# Short term Goals



## matty (Nov 2, 2009)

Inspired by this thread... http://www.socialanxietysupport.com/forum/f10/my-goals-setting-thread-175816/

I am lacking motivation currently. Majorly.

Starting Date: 23rd April
AM: Walk, Run or Cycle for 30 mins Before work
PM: Go to the Gym Each day for 7 days
Daily: Take vitamins'

I have felt pretty crappy the past week, little motivation and a huge want for bad food. Having said that I have still been to the gym twice, played soccer twice and been for a run. Just need something bigger to break the negative cycle.


----------



## Username02 (Apr 13, 2012)

Please post your progress.. I might do a thread like this too. It's good if we can backup each other.


----------



## matty (Nov 2, 2009)

Will do, I have not started yet. But I have had my vitamins the past two days. I went for a jog thursday night, gym friday night, and played soccer today. Tomorrow I am going for a hike. Then I start on my 7 day short term goals.


----------



## matty (Nov 2, 2009)

Ok, I have managed to do the easy one so far. Vitamins each day. 
Exercise has been a little bit harder due to fatigue. I have still been exercising every second day, but not the daily plan that I had hoped. 

I am hoping with stricter diet and Vitamins my fatigue will go away.


----------

▸ **Task set**
**a.** Copy the stretch of the forum thread about short-term goals from "Ok, I have managed" through "will go away.".
**b.** Repeat the stretch of the records below from the line containing "of the postcard" through the end of the records.

▸ **Entries provided**
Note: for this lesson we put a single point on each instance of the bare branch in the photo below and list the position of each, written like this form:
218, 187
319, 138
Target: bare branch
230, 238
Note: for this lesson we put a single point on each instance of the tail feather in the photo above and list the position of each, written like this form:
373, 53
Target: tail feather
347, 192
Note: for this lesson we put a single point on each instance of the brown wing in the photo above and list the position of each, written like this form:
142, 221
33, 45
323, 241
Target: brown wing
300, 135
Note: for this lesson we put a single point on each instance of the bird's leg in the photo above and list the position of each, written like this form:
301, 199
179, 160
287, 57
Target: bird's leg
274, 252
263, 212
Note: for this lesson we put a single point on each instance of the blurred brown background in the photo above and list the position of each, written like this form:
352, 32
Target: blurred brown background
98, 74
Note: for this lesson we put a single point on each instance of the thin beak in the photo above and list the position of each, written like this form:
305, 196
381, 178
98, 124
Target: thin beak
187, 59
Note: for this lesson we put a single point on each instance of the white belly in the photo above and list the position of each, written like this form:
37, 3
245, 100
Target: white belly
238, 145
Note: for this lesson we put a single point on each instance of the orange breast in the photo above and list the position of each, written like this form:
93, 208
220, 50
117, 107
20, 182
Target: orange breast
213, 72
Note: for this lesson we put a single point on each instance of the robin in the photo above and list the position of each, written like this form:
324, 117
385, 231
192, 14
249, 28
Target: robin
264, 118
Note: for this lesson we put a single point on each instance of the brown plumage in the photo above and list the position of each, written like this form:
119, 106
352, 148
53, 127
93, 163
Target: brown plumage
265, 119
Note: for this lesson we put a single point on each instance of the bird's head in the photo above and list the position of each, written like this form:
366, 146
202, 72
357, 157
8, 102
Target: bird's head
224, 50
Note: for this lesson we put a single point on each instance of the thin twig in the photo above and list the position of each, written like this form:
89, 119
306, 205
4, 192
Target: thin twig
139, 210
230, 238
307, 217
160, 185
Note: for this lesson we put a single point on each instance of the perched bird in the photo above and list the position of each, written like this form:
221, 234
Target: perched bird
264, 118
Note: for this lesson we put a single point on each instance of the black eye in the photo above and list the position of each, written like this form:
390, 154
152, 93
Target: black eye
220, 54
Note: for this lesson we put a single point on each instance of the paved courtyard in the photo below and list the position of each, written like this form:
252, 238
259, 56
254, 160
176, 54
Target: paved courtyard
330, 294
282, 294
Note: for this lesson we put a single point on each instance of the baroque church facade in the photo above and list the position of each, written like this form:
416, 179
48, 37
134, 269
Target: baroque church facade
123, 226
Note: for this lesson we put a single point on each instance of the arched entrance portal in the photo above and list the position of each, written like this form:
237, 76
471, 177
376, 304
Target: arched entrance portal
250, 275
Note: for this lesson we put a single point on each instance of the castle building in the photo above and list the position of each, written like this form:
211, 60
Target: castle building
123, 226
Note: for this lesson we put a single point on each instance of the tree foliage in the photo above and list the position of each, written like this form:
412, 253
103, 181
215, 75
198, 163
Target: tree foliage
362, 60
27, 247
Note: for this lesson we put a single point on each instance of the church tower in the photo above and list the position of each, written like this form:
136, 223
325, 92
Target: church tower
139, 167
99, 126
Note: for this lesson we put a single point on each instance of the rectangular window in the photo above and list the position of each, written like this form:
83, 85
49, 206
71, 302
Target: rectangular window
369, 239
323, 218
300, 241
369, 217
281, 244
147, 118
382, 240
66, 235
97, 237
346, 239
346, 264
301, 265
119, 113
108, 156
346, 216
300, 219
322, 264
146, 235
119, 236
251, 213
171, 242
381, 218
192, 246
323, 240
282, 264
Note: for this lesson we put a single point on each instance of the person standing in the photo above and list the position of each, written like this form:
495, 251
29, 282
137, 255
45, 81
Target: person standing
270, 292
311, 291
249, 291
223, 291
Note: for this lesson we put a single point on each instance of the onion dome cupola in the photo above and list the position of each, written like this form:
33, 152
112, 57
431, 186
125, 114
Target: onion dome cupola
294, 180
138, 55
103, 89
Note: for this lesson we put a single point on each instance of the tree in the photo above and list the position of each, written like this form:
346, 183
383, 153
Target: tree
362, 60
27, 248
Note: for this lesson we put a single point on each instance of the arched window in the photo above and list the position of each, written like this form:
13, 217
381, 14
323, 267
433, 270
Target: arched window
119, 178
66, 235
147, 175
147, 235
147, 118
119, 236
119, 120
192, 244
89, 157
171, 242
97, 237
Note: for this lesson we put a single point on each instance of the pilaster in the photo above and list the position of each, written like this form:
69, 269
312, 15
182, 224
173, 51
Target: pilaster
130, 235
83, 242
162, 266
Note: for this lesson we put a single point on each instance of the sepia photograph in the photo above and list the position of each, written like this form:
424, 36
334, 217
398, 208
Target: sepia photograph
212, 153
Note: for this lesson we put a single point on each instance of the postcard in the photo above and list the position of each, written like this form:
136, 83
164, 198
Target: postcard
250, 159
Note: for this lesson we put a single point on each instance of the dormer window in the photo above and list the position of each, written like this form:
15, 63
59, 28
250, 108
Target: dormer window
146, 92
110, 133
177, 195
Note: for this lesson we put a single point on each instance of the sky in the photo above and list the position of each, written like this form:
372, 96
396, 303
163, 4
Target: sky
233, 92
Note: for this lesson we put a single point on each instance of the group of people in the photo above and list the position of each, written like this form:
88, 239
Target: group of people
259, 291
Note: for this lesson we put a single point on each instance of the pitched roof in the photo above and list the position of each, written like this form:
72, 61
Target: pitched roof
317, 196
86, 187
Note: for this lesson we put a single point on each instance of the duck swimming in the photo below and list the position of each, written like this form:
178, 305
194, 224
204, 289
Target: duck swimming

▸ **Outputs by task**
**a.**
Ok, I have managed to do the easy one so far. Vitamins each day. 
Exercise has been a little bit harder due to fatigue. I have still been exercising every second day, but not the daily plan that I had hoped. 

I am hoping with stricter diet and Vitamins my fatigue will go away.

**b.**
Note: for this lesson we put a single point on each instance of the postcard in the photo above and list the position of each, written like this form:
136, 83
164, 198
Target: postcard
250, 159
Note: for this lesson we put a single point on each instance of the dormer window in the photo above and list the position of each, written like this form:
15, 63
59, 28
250, 108
Target: dormer window
146, 92
110, 133
177, 195
Note: for this lesson we put a single point on each instance of the sky in the photo above and list the position of each, written like this form:
372, 96
396, 303
163, 4
Target: sky
233, 92
Note: for this lesson we put a single point on each instance of the group of people in the photo above and list the position of each, written like this form:
88, 239
Target: group of people
259, 291
Note: for this lesson we put a single point on each instance of the pitched roof in the photo above and list the position of each, written like this form:
72, 61
Target: pitched roof
317, 196
86, 187
Note: for this lesson we put a single point on each instance of the duck swimming in the photo below and list the position of each, written like this form:
178, 305
194, 224
204, 289
Target: duck swimming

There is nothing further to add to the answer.